## WHAT THE TASK ASKS
Nothing but the listing below, retyped exactly, should appear in the answer.

-------- INFORMATION SUPPLIED

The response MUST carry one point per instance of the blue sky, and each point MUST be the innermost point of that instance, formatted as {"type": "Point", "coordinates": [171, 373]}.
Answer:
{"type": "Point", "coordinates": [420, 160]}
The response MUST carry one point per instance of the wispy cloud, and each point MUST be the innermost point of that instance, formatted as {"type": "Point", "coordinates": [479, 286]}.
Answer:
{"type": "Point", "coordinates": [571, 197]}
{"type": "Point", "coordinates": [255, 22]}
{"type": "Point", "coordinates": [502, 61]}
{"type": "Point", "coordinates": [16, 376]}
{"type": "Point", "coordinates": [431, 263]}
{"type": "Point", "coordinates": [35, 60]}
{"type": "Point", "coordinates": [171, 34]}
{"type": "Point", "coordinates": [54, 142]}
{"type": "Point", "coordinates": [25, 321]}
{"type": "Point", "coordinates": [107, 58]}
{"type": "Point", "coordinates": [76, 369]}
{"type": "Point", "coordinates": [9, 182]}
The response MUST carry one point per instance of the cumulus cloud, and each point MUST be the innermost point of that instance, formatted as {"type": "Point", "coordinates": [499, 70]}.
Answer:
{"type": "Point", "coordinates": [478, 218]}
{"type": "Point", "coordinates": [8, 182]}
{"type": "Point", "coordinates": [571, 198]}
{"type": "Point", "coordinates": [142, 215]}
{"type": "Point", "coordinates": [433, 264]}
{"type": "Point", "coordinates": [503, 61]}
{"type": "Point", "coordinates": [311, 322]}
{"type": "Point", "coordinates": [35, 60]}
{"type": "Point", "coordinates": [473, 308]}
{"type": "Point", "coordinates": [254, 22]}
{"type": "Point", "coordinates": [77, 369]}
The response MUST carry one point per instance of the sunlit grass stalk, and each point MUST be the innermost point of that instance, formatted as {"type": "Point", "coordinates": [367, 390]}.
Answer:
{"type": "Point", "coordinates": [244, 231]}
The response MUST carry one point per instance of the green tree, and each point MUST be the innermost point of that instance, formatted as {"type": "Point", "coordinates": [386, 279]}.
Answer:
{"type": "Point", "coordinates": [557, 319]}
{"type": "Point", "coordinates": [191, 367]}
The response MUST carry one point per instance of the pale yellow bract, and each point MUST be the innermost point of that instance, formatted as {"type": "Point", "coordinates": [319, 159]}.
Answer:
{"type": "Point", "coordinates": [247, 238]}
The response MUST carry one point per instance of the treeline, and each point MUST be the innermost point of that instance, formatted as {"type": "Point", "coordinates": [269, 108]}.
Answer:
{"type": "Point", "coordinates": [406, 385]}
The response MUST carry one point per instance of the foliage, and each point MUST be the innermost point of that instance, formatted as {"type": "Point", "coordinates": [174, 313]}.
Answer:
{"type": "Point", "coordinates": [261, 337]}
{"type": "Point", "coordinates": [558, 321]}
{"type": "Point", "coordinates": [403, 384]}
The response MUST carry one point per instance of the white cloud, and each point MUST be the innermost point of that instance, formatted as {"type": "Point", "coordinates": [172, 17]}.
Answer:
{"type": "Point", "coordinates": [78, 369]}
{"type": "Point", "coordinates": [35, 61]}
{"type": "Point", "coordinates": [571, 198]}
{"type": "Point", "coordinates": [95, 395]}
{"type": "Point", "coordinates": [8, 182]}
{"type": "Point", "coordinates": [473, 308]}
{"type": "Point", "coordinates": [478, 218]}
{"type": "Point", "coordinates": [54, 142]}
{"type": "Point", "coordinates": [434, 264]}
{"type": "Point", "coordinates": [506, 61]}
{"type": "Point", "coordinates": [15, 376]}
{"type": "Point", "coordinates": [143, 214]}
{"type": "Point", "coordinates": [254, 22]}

----------------

## EXERCISE ANSWER
The response MUST carry one point per instance of the blue sky, and each point MUST be the innermost point of that instance, formatted as {"type": "Point", "coordinates": [171, 373]}.
Answer:
{"type": "Point", "coordinates": [420, 160]}
The response MUST carry one point per instance of the wispy cloud, and each point MUST be the innermost point of that instance, formatted as {"type": "Point", "coordinates": [479, 286]}.
Answer:
{"type": "Point", "coordinates": [571, 197]}
{"type": "Point", "coordinates": [255, 22]}
{"type": "Point", "coordinates": [502, 61]}
{"type": "Point", "coordinates": [16, 376]}
{"type": "Point", "coordinates": [431, 263]}
{"type": "Point", "coordinates": [35, 60]}
{"type": "Point", "coordinates": [171, 34]}
{"type": "Point", "coordinates": [54, 142]}
{"type": "Point", "coordinates": [25, 321]}
{"type": "Point", "coordinates": [107, 58]}
{"type": "Point", "coordinates": [76, 369]}
{"type": "Point", "coordinates": [9, 182]}
The response MUST carry one point per instance of the cumulus cloud, and each point MUST be the innermost point of that instance, formatted as {"type": "Point", "coordinates": [499, 70]}.
Answer:
{"type": "Point", "coordinates": [478, 218]}
{"type": "Point", "coordinates": [8, 182]}
{"type": "Point", "coordinates": [571, 198]}
{"type": "Point", "coordinates": [142, 215]}
{"type": "Point", "coordinates": [433, 264]}
{"type": "Point", "coordinates": [503, 61]}
{"type": "Point", "coordinates": [311, 322]}
{"type": "Point", "coordinates": [35, 60]}
{"type": "Point", "coordinates": [473, 308]}
{"type": "Point", "coordinates": [254, 22]}
{"type": "Point", "coordinates": [77, 369]}
The response MUST carry one point per instance of the sunlit grass stalk, and each point MUST be the innermost point of that instance, formatted as {"type": "Point", "coordinates": [367, 390]}.
Answer:
{"type": "Point", "coordinates": [244, 231]}
The response MUST carry one point per instance of the green tree, and each point MUST be the innermost point of that instance, formatted as {"type": "Point", "coordinates": [386, 279]}.
Answer:
{"type": "Point", "coordinates": [557, 319]}
{"type": "Point", "coordinates": [191, 367]}
The response MUST carry one point per instance of the pale yellow bract, and each point MUST be the innermost point of that instance, formatted as {"type": "Point", "coordinates": [319, 159]}.
Answer:
{"type": "Point", "coordinates": [247, 238]}
The response MUST carry one point per instance of the treeline, and each point MUST be the innermost point of that instance, formatted as {"type": "Point", "coordinates": [269, 108]}.
Answer:
{"type": "Point", "coordinates": [406, 385]}
The response MUST carry one point per instance of the foliage, and each point MUST be the innermost point of that instance, formatted as {"type": "Point", "coordinates": [174, 313]}.
Answer:
{"type": "Point", "coordinates": [261, 337]}
{"type": "Point", "coordinates": [558, 321]}
{"type": "Point", "coordinates": [403, 384]}
The response MUST carry one point per instance of the white cloud, and each point MUST be the innermost point of that instance, formatted as {"type": "Point", "coordinates": [172, 17]}.
Answer:
{"type": "Point", "coordinates": [78, 369]}
{"type": "Point", "coordinates": [35, 61]}
{"type": "Point", "coordinates": [571, 198]}
{"type": "Point", "coordinates": [95, 395]}
{"type": "Point", "coordinates": [8, 182]}
{"type": "Point", "coordinates": [473, 308]}
{"type": "Point", "coordinates": [478, 218]}
{"type": "Point", "coordinates": [54, 142]}
{"type": "Point", "coordinates": [434, 264]}
{"type": "Point", "coordinates": [506, 61]}
{"type": "Point", "coordinates": [15, 376]}
{"type": "Point", "coordinates": [143, 214]}
{"type": "Point", "coordinates": [254, 22]}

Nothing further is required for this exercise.